- **Problem to solve**
How many of the lines below contain the string "tall"? Matching is case-sensitive, so give only that number.

- **Given entries**

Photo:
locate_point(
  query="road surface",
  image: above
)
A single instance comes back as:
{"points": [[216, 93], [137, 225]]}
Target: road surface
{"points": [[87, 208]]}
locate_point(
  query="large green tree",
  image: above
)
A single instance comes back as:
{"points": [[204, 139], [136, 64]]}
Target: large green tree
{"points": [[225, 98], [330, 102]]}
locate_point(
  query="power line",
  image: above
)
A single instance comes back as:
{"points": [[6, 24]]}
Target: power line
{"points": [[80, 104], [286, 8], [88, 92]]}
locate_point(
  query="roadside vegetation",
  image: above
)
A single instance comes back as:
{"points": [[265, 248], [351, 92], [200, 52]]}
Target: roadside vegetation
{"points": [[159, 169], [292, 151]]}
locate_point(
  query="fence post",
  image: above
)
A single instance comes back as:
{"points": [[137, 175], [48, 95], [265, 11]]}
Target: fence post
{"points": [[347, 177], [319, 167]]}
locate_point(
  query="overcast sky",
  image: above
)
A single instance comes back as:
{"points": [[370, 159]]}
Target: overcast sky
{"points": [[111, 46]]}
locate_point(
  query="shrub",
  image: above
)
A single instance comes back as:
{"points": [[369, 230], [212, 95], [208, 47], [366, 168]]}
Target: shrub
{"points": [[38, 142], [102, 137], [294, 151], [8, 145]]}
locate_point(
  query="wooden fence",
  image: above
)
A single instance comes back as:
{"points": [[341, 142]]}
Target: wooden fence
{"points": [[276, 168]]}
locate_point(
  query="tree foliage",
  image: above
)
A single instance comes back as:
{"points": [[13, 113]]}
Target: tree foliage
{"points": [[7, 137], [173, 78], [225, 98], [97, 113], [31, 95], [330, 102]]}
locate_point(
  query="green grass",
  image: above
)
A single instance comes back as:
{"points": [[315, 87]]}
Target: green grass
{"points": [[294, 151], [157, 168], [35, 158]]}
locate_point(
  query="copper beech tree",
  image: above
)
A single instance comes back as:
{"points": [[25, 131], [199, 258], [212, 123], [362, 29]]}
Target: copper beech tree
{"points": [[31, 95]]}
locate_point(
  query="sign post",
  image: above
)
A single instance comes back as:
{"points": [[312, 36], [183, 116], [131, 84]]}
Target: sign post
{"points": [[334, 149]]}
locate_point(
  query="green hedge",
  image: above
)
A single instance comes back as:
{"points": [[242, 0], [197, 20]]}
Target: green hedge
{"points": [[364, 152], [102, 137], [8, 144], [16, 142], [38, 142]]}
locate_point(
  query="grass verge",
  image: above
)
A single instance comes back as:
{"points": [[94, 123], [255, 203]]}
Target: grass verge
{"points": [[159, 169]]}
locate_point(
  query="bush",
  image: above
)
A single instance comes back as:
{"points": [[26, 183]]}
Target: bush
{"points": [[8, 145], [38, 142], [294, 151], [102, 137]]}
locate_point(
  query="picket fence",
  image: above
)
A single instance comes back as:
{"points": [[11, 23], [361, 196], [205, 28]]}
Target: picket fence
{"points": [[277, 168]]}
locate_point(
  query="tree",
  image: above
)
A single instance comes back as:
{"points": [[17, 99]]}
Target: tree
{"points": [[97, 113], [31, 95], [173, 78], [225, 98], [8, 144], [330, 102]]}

--

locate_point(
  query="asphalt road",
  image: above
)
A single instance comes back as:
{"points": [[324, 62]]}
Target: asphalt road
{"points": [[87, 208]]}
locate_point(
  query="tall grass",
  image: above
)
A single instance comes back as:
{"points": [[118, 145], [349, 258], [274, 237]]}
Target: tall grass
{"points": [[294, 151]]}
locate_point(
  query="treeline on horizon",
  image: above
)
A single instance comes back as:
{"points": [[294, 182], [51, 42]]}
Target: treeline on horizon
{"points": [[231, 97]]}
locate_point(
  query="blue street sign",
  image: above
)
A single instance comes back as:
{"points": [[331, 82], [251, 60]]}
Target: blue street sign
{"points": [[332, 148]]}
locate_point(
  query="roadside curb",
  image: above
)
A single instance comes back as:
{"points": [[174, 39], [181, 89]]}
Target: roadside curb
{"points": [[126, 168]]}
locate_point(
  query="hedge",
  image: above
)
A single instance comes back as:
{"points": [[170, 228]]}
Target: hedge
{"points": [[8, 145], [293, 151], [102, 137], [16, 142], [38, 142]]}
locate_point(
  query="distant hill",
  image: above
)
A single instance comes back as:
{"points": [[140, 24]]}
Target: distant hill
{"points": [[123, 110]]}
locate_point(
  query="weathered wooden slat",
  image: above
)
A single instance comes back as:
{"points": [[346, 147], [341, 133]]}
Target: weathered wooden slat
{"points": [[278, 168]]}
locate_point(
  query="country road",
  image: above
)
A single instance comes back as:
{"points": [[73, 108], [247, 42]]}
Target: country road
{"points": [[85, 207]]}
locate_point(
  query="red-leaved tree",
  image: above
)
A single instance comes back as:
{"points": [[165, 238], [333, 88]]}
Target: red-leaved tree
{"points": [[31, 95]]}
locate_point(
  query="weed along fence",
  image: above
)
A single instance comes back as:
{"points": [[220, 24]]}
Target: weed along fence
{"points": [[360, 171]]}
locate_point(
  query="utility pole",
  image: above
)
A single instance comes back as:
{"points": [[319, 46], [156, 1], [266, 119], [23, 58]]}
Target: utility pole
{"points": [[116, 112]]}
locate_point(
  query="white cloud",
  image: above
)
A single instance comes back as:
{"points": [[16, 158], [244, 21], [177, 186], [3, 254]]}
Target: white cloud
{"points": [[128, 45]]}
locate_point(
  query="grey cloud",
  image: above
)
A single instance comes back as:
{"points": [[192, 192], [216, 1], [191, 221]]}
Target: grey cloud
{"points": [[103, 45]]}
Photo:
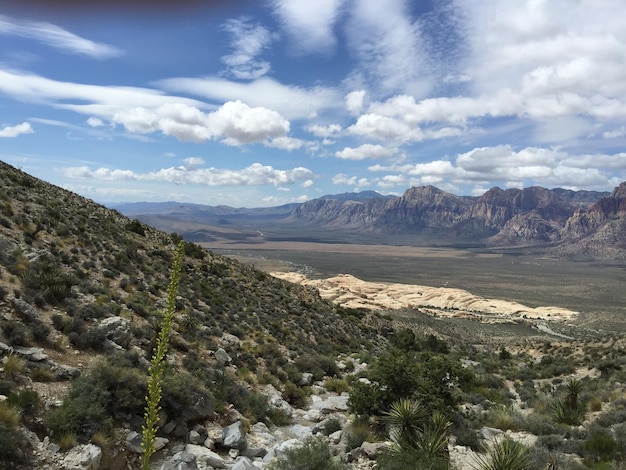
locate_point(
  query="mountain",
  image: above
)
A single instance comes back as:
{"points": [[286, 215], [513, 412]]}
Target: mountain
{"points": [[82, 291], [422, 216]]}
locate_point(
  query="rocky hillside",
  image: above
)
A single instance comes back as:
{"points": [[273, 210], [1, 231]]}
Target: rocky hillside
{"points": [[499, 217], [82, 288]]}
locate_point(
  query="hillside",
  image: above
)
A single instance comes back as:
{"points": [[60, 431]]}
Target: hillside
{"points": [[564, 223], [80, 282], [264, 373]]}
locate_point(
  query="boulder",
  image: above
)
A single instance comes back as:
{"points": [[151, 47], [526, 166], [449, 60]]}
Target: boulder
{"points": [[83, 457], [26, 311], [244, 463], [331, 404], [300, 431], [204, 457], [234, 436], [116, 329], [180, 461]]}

--

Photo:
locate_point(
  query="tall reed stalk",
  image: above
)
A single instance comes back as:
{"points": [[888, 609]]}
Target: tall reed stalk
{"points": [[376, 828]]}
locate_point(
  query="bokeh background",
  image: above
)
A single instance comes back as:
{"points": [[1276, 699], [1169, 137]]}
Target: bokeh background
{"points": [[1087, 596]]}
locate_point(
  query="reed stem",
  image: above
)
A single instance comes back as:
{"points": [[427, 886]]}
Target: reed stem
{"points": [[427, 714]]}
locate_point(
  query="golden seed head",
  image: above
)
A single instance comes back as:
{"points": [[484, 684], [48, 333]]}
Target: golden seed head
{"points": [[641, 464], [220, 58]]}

- **Answer for the task**
4